What you have to do:
Your job is to report every line of the entries that has "yellow".

Extracted records:
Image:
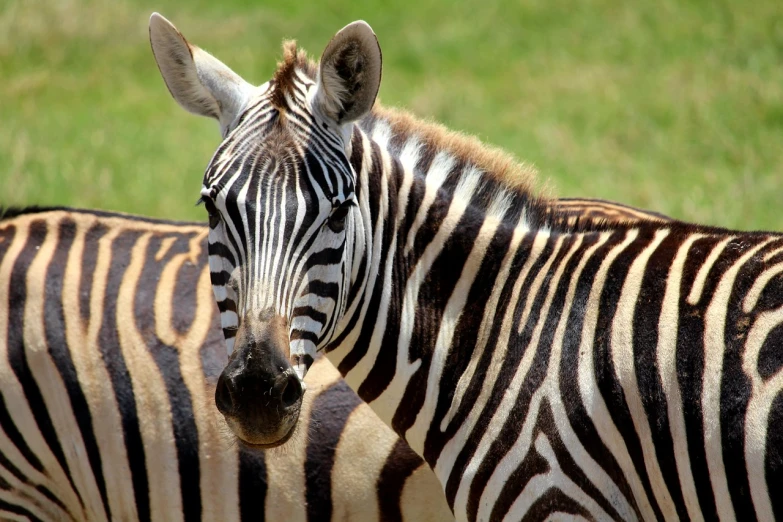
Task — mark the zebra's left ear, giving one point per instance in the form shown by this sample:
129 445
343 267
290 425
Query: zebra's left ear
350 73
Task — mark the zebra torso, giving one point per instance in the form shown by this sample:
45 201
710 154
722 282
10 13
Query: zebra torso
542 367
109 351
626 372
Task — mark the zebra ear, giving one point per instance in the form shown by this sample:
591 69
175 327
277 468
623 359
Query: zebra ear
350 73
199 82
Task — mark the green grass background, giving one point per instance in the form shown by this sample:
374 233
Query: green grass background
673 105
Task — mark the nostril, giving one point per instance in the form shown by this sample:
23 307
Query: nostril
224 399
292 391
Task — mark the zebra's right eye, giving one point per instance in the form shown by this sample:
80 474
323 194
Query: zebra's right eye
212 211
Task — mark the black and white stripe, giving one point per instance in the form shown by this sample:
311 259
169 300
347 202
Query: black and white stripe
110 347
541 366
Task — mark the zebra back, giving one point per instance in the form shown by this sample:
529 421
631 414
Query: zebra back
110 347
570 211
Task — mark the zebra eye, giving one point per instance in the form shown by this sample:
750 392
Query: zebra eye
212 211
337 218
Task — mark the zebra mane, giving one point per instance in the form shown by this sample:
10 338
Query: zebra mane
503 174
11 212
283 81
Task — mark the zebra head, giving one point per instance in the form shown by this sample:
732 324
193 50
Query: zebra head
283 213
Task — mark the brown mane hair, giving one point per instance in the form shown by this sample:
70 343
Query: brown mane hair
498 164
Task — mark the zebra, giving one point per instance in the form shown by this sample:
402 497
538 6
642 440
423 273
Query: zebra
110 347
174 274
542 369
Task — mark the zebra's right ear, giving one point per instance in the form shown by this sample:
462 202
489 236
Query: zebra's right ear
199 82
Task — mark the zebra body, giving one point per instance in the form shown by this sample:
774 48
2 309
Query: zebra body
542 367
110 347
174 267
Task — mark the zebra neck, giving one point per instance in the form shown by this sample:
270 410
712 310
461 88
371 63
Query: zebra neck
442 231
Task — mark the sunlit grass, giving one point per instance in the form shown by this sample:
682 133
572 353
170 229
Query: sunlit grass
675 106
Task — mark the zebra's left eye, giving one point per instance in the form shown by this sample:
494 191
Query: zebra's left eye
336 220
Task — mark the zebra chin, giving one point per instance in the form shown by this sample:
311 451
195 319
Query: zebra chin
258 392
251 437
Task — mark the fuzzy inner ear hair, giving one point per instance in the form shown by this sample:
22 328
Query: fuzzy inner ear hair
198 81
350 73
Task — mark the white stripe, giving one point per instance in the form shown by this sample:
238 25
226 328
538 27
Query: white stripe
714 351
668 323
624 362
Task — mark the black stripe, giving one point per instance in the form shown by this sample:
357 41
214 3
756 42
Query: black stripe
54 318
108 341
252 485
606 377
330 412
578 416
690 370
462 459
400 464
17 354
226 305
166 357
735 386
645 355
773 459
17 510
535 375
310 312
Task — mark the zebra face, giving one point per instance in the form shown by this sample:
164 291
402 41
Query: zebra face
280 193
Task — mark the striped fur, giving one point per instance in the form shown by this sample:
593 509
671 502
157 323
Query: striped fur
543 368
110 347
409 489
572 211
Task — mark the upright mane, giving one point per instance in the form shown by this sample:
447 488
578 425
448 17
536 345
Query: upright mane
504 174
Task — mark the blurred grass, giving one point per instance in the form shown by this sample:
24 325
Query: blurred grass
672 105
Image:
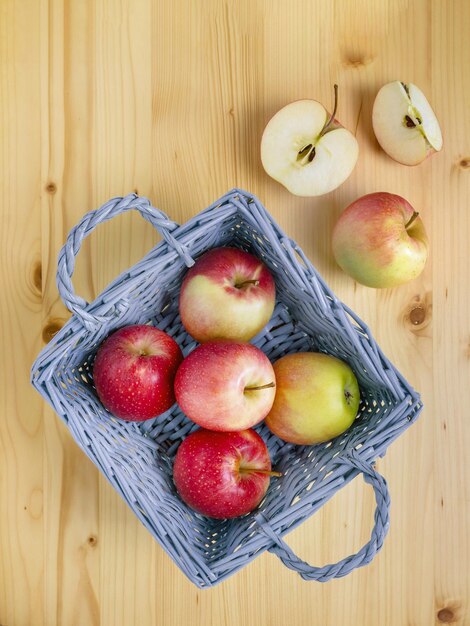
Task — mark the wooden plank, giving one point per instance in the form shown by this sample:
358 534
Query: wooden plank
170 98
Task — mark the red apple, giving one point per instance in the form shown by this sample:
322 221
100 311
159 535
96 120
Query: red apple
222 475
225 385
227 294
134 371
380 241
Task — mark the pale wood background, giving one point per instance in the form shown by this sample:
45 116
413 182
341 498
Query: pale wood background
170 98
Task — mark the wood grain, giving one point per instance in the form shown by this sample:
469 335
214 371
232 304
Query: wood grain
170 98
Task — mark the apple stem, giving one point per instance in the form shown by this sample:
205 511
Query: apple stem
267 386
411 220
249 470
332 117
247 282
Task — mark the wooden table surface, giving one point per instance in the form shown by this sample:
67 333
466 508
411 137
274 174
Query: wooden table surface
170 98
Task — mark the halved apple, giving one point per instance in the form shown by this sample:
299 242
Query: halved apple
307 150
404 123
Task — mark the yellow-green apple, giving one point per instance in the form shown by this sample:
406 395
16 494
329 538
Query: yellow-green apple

Exercise result:
Task — mark the yellow-green apple, giving one point per instance in the form shown by this sample:
Query: yellow-green apple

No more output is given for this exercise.